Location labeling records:
==============================
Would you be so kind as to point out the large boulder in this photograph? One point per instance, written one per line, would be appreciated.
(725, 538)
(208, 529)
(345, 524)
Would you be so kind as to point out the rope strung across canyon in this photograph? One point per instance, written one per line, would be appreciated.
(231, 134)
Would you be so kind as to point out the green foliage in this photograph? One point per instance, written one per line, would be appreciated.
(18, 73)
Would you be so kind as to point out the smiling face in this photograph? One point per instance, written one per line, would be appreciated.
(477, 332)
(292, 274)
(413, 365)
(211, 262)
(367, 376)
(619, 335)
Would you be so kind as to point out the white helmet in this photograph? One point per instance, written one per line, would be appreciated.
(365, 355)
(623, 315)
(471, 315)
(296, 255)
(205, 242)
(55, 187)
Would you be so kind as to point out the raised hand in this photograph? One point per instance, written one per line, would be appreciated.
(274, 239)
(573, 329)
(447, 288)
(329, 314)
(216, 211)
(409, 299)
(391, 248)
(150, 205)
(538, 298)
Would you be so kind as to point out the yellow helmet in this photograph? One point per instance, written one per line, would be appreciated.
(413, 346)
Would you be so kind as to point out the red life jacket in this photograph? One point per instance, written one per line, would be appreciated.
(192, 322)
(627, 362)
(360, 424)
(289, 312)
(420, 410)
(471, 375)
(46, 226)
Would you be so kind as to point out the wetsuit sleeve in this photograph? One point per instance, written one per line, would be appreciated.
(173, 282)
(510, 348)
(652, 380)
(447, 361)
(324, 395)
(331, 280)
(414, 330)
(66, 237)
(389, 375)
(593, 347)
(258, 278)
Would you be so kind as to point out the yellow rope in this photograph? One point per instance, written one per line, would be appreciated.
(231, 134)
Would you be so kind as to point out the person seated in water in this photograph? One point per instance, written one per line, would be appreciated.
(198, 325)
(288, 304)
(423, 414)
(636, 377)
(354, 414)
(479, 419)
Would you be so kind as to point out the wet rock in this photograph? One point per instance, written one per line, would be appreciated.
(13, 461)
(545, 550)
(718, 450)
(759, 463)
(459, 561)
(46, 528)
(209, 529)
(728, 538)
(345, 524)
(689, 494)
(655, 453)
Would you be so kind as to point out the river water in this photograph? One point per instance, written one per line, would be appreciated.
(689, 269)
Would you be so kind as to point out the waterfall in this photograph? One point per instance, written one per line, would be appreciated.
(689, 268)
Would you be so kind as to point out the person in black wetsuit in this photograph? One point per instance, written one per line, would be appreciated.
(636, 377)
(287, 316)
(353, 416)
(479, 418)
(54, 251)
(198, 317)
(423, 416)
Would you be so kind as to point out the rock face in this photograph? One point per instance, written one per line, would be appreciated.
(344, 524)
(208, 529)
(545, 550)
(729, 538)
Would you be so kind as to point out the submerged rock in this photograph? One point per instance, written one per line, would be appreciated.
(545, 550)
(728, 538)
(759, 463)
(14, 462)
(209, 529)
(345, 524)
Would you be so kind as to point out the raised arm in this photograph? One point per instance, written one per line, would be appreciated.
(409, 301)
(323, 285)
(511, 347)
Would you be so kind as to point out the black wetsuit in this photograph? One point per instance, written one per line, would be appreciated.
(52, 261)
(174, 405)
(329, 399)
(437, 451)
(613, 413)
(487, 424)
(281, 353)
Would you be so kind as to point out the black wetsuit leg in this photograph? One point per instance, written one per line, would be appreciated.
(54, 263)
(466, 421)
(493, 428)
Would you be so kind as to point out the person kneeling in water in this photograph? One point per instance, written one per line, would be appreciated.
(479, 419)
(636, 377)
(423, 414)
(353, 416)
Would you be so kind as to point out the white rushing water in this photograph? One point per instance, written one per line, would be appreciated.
==============================
Job: Please repeat, word for word, the lines from the one containing "the black wetsuit in" through the last of the lines above, both ends included.

Problem solution:
Would you be so kind as to point out the black wetsuit in this photograph? One point per instance, written one per line, would be appreciated.
(52, 261)
(174, 405)
(329, 399)
(437, 451)
(613, 413)
(487, 424)
(281, 353)
Would you be so kind as to point out the black wetsuit leg in this photograph? One point per instance, written one per line, would be appreciated.
(54, 263)
(466, 421)
(493, 428)
Would you be so kind as to point out the person kneeling in water in this photograph? One point per instance, written one per line, would be appreciated.
(479, 419)
(636, 377)
(423, 414)
(353, 416)
Would you be so kind as to point out the white rushing water in this photograph? One point per instance, written one per line, would be appreciated.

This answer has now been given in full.